» **REQUIRED WORK**:
Using the listing below, retype exactly the lines starting at the one with "Task: put a pin on every instance of the distant" and ending at the one with "Task: put a pin on every instance of the white metal", and include both.

» **MATERIAL SHOWN**:
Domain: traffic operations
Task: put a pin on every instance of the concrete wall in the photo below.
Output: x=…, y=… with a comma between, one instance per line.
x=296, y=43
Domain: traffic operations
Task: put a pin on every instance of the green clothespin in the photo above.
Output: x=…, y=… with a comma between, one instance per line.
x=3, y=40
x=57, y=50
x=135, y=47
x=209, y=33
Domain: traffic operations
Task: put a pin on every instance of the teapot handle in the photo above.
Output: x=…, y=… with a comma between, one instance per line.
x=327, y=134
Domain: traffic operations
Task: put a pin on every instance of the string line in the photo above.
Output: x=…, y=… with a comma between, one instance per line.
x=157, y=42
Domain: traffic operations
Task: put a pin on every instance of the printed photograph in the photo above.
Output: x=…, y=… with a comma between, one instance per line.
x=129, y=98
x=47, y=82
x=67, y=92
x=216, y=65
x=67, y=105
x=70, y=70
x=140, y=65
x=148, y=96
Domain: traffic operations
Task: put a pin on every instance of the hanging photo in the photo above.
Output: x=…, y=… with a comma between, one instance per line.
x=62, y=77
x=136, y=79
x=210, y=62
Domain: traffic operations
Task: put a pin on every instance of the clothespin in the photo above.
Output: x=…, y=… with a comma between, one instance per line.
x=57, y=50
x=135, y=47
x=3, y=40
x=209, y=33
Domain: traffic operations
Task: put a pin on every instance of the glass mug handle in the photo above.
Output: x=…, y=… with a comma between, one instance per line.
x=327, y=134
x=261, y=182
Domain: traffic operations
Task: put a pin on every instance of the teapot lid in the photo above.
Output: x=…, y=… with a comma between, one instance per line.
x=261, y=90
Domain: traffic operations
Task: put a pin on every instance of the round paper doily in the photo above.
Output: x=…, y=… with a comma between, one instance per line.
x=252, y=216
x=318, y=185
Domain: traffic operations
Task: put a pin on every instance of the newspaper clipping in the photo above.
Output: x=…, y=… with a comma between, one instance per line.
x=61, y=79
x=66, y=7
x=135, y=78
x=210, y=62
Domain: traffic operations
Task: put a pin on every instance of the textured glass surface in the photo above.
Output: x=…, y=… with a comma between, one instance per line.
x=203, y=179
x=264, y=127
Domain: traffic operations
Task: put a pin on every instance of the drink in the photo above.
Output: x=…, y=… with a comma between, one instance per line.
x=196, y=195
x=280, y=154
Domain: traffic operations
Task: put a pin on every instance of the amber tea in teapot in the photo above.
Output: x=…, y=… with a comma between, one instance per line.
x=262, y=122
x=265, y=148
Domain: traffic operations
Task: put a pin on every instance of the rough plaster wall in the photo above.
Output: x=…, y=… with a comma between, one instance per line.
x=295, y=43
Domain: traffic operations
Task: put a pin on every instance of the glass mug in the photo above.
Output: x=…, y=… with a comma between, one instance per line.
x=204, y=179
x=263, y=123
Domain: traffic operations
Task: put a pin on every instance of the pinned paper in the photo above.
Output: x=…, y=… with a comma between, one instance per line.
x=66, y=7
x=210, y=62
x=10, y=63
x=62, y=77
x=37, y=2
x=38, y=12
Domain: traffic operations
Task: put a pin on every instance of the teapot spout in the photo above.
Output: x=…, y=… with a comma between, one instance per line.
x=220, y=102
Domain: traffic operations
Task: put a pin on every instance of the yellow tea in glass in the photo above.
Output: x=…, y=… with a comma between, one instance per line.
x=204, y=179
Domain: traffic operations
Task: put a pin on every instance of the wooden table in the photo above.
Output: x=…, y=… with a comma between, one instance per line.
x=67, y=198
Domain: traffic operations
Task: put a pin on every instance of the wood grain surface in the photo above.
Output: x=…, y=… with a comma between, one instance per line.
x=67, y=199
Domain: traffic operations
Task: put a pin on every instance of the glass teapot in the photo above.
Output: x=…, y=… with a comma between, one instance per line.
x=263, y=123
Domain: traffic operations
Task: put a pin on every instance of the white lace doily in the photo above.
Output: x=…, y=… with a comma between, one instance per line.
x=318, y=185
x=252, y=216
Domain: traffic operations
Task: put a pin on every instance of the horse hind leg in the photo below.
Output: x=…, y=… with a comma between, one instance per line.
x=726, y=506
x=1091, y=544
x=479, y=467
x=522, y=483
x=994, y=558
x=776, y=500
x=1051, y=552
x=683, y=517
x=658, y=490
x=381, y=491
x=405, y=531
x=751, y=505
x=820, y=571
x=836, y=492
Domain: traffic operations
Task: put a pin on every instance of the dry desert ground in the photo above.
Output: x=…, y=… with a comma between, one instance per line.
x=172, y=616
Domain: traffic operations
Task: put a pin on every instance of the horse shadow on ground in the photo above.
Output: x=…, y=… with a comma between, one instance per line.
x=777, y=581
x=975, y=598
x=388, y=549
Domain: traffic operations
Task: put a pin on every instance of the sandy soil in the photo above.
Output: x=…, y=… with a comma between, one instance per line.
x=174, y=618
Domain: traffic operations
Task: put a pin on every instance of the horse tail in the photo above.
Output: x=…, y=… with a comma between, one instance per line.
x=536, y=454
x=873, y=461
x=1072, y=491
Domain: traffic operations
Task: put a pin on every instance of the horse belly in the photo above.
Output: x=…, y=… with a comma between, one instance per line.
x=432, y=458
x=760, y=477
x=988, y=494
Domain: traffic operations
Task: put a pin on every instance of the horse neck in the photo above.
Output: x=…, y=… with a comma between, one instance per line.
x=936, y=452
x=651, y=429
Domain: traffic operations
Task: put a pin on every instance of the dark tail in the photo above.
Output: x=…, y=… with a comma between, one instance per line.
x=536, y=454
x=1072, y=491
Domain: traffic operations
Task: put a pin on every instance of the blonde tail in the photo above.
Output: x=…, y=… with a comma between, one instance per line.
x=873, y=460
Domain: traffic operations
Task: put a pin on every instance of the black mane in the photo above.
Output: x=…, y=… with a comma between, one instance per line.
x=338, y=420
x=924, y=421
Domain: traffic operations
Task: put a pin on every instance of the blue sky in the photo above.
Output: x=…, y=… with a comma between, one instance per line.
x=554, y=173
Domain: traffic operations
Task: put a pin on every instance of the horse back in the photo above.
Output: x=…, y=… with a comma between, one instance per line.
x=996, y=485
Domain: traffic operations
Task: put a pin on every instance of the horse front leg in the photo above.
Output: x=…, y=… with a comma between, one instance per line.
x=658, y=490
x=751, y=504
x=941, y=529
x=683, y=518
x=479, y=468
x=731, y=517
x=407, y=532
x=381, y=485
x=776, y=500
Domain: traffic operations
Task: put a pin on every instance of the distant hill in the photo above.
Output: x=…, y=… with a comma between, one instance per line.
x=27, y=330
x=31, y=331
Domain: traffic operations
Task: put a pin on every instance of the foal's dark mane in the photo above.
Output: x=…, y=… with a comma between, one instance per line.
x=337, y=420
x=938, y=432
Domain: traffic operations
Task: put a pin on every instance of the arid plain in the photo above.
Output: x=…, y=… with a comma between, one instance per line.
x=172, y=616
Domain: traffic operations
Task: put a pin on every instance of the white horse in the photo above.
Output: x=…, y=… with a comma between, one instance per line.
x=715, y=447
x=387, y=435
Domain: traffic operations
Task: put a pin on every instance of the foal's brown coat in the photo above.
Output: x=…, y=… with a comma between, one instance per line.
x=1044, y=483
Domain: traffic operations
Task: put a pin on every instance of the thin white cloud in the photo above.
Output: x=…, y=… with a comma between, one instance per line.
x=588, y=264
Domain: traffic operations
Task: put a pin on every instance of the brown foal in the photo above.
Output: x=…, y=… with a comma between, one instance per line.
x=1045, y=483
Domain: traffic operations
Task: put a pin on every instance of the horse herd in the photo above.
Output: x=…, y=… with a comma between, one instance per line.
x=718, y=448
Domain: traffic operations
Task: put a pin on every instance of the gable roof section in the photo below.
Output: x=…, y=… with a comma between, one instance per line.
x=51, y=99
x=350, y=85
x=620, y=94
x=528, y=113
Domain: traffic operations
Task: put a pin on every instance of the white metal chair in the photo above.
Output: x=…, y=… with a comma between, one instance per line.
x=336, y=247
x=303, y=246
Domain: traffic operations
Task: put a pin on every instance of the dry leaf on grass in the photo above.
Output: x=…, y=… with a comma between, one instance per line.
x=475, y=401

» **EXERCISE SOLUTION**:
Task: put a pin on every instance of the distant hill in the photo above.
Output: x=…, y=… with a comma between, one instance per line.
x=27, y=330
x=31, y=331
Domain: traffic operations
Task: put a pin on every instance of the foal's dark mane in the photo above.
Output: x=…, y=… with a comma between, one instance per line.
x=337, y=420
x=938, y=432
Domain: traffic operations
Task: put a pin on every instance of the arid plain in the photo above.
Output: x=…, y=… with a comma between, one instance per line.
x=172, y=616
Domain: traffic operations
Task: put a pin on every instance of the white horse in the photo above.
Output: x=…, y=… with a comma between, one instance per line.
x=715, y=447
x=387, y=435
Domain: traffic operations
Task: put a pin on every instance of the foal's brown coat in the photo above.
Output: x=…, y=… with a comma between, one instance per line.
x=1044, y=483
Domain: traffic operations
Task: put a pin on every instance of the thin white cloud in the photo above.
Output: x=…, y=… with a comma between, one instance per line.
x=588, y=264
Domain: traffic operations
Task: put a pin on every instance of the brown foal in the photo above.
Output: x=…, y=… with a comma between, one instance per line.
x=1045, y=483
Domain: traffic operations
Task: put a pin on every instance of the horse herd in the photo above.
Output: x=…, y=… with a comma between, one instance per line.
x=718, y=448
Domain: traffic operations
Task: put a pin on every instance of the gable roof section in the photo below.
Output: x=…, y=… with a comma between, one instance per line.
x=51, y=99
x=350, y=85
x=620, y=94
x=528, y=113
Domain: traffic operations
Task: put a pin on every instance of the white metal chair in the photo above.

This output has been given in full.